EXERCISE OBJECTIVE>
Render every line of the entries below as a Markdown table with the columns Row and Line. Number the lines in order and leave out blank ones.

--

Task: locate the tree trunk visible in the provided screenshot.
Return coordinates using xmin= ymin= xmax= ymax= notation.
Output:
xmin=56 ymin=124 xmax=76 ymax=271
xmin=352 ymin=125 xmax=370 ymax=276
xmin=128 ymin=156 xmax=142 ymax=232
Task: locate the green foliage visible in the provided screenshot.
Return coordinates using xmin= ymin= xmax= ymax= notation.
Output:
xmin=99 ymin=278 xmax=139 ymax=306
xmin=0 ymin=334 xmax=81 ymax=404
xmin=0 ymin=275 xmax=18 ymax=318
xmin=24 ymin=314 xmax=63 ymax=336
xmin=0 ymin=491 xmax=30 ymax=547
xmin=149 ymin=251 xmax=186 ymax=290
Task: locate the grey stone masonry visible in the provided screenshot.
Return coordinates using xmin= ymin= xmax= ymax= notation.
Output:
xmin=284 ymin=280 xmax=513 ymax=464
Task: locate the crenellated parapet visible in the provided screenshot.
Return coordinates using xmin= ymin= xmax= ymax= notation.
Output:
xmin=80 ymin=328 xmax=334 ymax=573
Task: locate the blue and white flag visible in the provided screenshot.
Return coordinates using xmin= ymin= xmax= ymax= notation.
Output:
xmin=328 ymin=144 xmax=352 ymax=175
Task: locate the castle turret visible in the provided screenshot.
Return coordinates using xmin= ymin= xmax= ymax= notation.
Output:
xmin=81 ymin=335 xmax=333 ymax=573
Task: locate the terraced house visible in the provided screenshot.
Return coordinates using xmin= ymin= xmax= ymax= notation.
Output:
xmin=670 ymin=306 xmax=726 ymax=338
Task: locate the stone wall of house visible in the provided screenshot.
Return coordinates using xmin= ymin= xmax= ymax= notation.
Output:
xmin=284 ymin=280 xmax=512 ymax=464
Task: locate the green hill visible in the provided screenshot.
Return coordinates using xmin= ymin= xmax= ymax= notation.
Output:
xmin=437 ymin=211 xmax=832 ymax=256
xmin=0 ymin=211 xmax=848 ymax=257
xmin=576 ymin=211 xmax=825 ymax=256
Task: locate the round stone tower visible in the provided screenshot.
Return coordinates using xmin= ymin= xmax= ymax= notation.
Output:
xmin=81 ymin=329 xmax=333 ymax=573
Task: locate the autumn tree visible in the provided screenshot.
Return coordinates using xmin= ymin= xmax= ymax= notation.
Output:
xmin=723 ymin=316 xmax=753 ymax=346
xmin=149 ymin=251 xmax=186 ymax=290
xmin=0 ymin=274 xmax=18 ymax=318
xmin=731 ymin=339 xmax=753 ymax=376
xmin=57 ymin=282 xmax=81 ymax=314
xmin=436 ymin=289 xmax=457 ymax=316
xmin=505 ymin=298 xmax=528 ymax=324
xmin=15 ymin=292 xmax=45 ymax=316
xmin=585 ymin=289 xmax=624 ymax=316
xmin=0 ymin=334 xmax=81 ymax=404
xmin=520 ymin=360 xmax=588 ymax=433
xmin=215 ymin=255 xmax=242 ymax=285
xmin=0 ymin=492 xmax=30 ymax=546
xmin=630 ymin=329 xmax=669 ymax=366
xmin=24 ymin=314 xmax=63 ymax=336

--

RESPONSE>
| Row | Line |
|---|---|
| 1 | Task: locate the tree trunk visible in the provided screenshot. |
| 2 | Return coordinates using xmin= ymin= xmax= ymax= notation. |
| 3 | Output: |
| 4 | xmin=56 ymin=124 xmax=76 ymax=271 |
| 5 | xmin=352 ymin=125 xmax=370 ymax=276 |
| 6 | xmin=128 ymin=156 xmax=142 ymax=232 |
| 7 | Task: locate the green foliage visible in the provided screenshot. |
| 8 | Return coordinates using xmin= ymin= xmax= ymax= notation. |
| 9 | Output: |
| 10 | xmin=99 ymin=278 xmax=139 ymax=306 |
| 11 | xmin=0 ymin=334 xmax=81 ymax=404 |
| 12 | xmin=0 ymin=275 xmax=18 ymax=318 |
| 13 | xmin=24 ymin=314 xmax=63 ymax=336 |
| 14 | xmin=0 ymin=491 xmax=30 ymax=547 |
| 15 | xmin=149 ymin=251 xmax=186 ymax=290 |
| 16 | Task: locate the grey stone masonry visible in the provided screenshot. |
| 17 | Return coordinates using xmin= ymin= xmax= ymax= notation. |
| 18 | Output: |
| 19 | xmin=284 ymin=280 xmax=513 ymax=464 |
| 20 | Task: locate the crenellated parapet visible in the provided screenshot. |
| 21 | Return coordinates using xmin= ymin= xmax= ymax= notation. |
| 22 | Output: |
| 23 | xmin=80 ymin=328 xmax=334 ymax=573 |
| 24 | Task: locate the blue and white flag visible in the provided screenshot. |
| 25 | Return coordinates using xmin= ymin= xmax= ymax= notation. |
| 26 | Output: |
| 27 | xmin=328 ymin=144 xmax=352 ymax=175 |
| 28 | Task: locate the castle turret visible in the provided screenshot. |
| 29 | Return coordinates using xmin= ymin= xmax= ymax= notation. |
| 30 | Output: |
| 31 | xmin=81 ymin=335 xmax=333 ymax=573 |
| 32 | Task: locate the terraced house visible in the provided screenshot. |
| 33 | Return coordinates using xmin= ymin= xmax= ymax= notation. |
| 34 | Output: |
| 35 | xmin=670 ymin=306 xmax=726 ymax=338 |
| 36 | Task: locate the stone wall of house visible in the provided screenshot. |
| 37 | Return coordinates using xmin= ymin= xmax= ymax= notation. |
| 38 | Output: |
| 39 | xmin=284 ymin=280 xmax=512 ymax=464 |
| 40 | Task: locate the green hill visible in the provided screenshot. |
| 41 | Return coordinates using xmin= ymin= xmax= ymax= notation. |
| 42 | Output: |
| 43 | xmin=437 ymin=211 xmax=832 ymax=256 |
| 44 | xmin=0 ymin=211 xmax=848 ymax=257 |
| 45 | xmin=576 ymin=211 xmax=825 ymax=256 |
| 46 | Task: locate the round stone tower visible in the provided screenshot. |
| 47 | Return coordinates using xmin= ymin= xmax= ymax= notation. |
| 48 | Output: |
| 49 | xmin=81 ymin=329 xmax=333 ymax=573 |
| 50 | Task: locate the autumn tree visible in the provided screenshot. |
| 51 | Return coordinates using xmin= ymin= xmax= ymax= notation. |
| 52 | Output: |
| 53 | xmin=723 ymin=316 xmax=753 ymax=346 |
| 54 | xmin=149 ymin=251 xmax=186 ymax=290 |
| 55 | xmin=0 ymin=274 xmax=18 ymax=318 |
| 56 | xmin=731 ymin=339 xmax=753 ymax=376 |
| 57 | xmin=57 ymin=282 xmax=81 ymax=314 |
| 58 | xmin=436 ymin=289 xmax=457 ymax=316 |
| 59 | xmin=505 ymin=298 xmax=528 ymax=324 |
| 60 | xmin=15 ymin=292 xmax=45 ymax=316 |
| 61 | xmin=585 ymin=289 xmax=624 ymax=316 |
| 62 | xmin=0 ymin=334 xmax=81 ymax=404 |
| 63 | xmin=520 ymin=360 xmax=588 ymax=433 |
| 64 | xmin=215 ymin=255 xmax=242 ymax=285 |
| 65 | xmin=0 ymin=492 xmax=30 ymax=546 |
| 66 | xmin=630 ymin=329 xmax=669 ymax=366 |
| 67 | xmin=24 ymin=314 xmax=63 ymax=336 |